======== RAW RECORDS ========

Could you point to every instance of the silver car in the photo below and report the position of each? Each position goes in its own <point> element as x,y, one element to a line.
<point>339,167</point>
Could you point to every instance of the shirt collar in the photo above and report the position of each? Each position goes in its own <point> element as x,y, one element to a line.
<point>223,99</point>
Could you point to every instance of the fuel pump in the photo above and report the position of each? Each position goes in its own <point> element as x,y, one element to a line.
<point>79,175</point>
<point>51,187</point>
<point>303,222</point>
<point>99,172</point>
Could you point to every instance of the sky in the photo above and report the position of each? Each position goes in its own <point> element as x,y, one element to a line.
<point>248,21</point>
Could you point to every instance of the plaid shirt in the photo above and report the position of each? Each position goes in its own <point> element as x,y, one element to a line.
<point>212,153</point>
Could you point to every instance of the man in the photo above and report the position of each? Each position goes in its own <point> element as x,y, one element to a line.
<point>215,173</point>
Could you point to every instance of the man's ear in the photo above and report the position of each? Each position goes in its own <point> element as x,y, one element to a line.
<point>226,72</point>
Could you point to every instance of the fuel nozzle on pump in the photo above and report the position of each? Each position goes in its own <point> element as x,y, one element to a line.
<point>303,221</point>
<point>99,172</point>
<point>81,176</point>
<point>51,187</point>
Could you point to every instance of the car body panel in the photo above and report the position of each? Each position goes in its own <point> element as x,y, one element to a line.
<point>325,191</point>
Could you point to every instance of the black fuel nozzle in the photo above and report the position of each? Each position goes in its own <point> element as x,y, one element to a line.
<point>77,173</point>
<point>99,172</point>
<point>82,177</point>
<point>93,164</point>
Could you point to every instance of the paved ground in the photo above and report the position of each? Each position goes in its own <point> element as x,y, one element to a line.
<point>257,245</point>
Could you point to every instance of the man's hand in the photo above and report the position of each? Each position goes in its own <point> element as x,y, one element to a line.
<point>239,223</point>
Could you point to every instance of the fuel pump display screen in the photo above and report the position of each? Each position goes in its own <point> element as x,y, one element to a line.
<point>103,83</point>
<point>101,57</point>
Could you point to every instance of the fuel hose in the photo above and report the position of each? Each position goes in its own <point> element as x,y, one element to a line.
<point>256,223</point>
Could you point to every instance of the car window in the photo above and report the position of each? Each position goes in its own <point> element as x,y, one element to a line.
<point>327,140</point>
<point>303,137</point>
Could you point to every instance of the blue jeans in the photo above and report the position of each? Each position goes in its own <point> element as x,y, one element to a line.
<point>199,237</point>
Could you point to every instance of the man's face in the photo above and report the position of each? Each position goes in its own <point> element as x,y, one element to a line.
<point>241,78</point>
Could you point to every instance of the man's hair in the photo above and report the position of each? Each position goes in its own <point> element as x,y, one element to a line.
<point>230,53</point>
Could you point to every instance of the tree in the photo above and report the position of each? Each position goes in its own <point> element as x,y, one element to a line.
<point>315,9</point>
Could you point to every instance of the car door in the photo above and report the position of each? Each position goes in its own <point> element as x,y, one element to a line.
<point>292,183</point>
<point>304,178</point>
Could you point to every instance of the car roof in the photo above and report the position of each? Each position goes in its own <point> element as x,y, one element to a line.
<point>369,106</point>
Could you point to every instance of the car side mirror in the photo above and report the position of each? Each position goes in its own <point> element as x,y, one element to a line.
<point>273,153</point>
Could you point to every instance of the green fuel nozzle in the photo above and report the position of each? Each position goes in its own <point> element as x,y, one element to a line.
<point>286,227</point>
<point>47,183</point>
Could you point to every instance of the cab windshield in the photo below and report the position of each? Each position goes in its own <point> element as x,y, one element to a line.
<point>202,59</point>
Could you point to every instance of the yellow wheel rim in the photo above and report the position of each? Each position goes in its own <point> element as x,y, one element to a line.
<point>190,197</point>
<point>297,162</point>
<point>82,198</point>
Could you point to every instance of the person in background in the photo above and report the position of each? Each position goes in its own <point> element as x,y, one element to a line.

========

Convert the lines from the start of the extracted records through the line that contains "<point>223,99</point>" into a two-column CSV with the headers input and output. Give each line of text and its answer one row, with each value in its own quoted field and any line breaks replaced by spaces.

▶ FULL RESPONSE
input,output
"Could you point to every instance of the silver car in the photo below and report the position of each? Each position goes in its own <point> element as x,y, one element to a line.","<point>339,167</point>"
"Could you point to every instance of the shirt collar in the photo above and report the position of each? Each position goes in its own <point> element as x,y, one element to a line.","<point>223,99</point>"